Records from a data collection
################
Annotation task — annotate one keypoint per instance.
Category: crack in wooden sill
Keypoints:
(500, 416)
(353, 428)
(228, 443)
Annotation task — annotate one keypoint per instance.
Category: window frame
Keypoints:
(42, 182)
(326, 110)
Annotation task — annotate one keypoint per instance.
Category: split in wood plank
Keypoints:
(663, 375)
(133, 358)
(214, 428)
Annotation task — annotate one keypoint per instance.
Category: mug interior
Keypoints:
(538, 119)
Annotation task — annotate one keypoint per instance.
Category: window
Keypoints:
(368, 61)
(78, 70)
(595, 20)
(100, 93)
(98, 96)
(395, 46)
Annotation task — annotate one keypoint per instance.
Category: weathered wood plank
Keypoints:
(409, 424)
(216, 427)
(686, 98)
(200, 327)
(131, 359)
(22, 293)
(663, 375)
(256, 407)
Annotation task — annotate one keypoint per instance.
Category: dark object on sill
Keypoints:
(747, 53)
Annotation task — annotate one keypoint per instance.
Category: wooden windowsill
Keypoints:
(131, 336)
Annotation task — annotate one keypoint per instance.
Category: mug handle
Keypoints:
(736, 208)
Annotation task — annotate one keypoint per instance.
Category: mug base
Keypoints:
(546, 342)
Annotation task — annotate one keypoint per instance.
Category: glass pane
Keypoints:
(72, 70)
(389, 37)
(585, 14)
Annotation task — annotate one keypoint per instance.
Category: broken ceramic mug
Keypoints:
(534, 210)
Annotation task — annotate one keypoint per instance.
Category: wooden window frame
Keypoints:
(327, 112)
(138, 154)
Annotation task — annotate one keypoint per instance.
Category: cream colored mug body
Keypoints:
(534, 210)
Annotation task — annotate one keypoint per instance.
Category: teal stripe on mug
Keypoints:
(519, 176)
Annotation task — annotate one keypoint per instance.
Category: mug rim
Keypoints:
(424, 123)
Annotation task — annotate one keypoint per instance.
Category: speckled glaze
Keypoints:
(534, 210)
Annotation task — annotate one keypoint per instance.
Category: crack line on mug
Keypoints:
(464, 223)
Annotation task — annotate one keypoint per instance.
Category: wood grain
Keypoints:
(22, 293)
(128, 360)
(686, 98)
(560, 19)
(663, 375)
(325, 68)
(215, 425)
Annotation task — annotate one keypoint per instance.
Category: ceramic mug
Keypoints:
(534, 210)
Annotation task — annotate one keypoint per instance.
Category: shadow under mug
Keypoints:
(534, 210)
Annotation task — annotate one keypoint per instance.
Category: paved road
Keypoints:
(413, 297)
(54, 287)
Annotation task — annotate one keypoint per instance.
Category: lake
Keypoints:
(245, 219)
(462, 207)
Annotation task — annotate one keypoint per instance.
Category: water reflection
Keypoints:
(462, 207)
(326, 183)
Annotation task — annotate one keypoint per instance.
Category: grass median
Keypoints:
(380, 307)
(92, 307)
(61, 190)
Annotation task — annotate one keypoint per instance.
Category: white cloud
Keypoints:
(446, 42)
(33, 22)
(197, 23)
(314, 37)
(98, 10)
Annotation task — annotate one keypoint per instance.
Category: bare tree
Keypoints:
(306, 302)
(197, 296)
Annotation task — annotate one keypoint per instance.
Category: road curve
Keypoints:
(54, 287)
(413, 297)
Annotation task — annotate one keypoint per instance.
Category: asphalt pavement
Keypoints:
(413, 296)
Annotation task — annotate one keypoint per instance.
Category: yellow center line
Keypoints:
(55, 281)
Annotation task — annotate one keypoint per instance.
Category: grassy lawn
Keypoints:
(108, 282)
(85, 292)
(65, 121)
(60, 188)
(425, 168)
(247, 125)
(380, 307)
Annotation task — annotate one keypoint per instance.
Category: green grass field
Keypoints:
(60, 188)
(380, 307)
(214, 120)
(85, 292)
################
== Instructions to follow ==
What is needed is a word-for-word restatement of all the data.

== Response to this exercise ==
Annotation task — annotate one keypoint per instance.
Category: crack in wooden sill
Keypoints:
(500, 416)
(353, 428)
(228, 443)
Annotation task — annotate one keypoint per instance.
Category: window frame
Keypoints:
(42, 182)
(326, 110)
Annotation task — annotate one keypoint per instance.
Category: split in wood plank
Keypoints:
(663, 375)
(133, 358)
(214, 428)
Annotation task — annotate one keypoint per instance.
Category: mug interior
Keypoints:
(538, 119)
Annotation task — annotate one keypoint per instance.
Category: window
Keypoints:
(368, 61)
(78, 70)
(595, 20)
(100, 93)
(98, 96)
(395, 46)
Annotation task — annotate one keypoint per instance.
Category: weathered wood plank
Keypoints:
(409, 424)
(216, 427)
(686, 98)
(200, 327)
(131, 359)
(22, 293)
(663, 375)
(256, 407)
Annotation task — annotate one keypoint per instance.
Category: dark object on sill
Keypoints:
(747, 53)
Annotation task — annotate one keypoint per instance.
Category: wooden windowsill
Keypoints:
(131, 336)
Annotation task — annotate one keypoint per instance.
Category: mug handle
Keypoints:
(736, 208)
Annotation task — annotate one keypoint per instance.
Category: mug base
Keypoints:
(546, 342)
Annotation task — annotate one keypoint per instance.
Category: glass pane
Keypoints:
(72, 70)
(389, 37)
(585, 14)
Annotation task — annotate one keypoint per instance.
Category: broken ceramic mug
Keypoints:
(534, 210)
Annotation task — annotate one keypoint per instance.
Category: wooden window frame
Keypoints:
(327, 112)
(138, 154)
Annotation task — annotate one keypoint per instance.
Category: cream colored mug body
Keypoints:
(534, 210)
Annotation task — annotate one keypoint per instance.
Category: teal stripe on mug
Keypoints:
(519, 176)
Annotation task — annotate one keypoint per instance.
Category: mug rim
Keypoints:
(424, 123)
Annotation task — annotate one keypoint per instance.
Category: speckled glaze
Keypoints:
(534, 210)
Annotation task — annotate one keypoint per instance.
Category: crack line on mug
Keypoints:
(464, 223)
Annotation task — annotate one keypoint per instance.
Category: wood grain
Keypoints:
(22, 293)
(128, 360)
(686, 98)
(560, 19)
(663, 375)
(325, 68)
(215, 425)
Annotation task — annotate one keypoint per instance.
Category: ceramic mug
Keypoints:
(534, 210)
Annotation task — annotate one keypoint per instance.
Category: shadow under mug
Keypoints:
(534, 210)
Annotation task — annotate one keypoint per instance.
Category: paved road
Keypoints:
(413, 297)
(54, 287)
Annotation task — annotate one keypoint per instance.
Category: lake
Keypoints:
(245, 219)
(462, 207)
Annotation task — annotate one keypoint per instance.
Category: water reflection
Keypoints:
(462, 207)
(326, 183)
Annotation task — annotate one keypoint per instance.
Category: grass median
Keypoints:
(380, 307)
(92, 307)
(61, 190)
Annotation task — annotate one keypoint per instance.
Category: white cloud
Keypoints:
(446, 42)
(33, 22)
(197, 23)
(314, 37)
(98, 10)
Annotation task — annotate one keypoint per instance.
Category: bare tree
Keypoints:
(306, 302)
(197, 296)
Annotation task — annotate one keypoint per instance.
Category: road curve
Keypoints:
(54, 287)
(413, 297)
Annotation task — annotate one keypoint per instance.
Category: asphalt pavement
Keypoints:
(413, 296)
Annotation task — annotate one keypoint per instance.
Category: yellow center line
Keypoints:
(55, 281)
Annotation task — annotate one keypoint per instance.
Category: grassy lawn
Keypoints:
(108, 282)
(85, 292)
(65, 121)
(60, 188)
(425, 168)
(247, 125)
(380, 307)
Annotation task — annotate one keypoint per instance.
Category: green grass field
Keypoints:
(60, 188)
(380, 307)
(214, 120)
(85, 292)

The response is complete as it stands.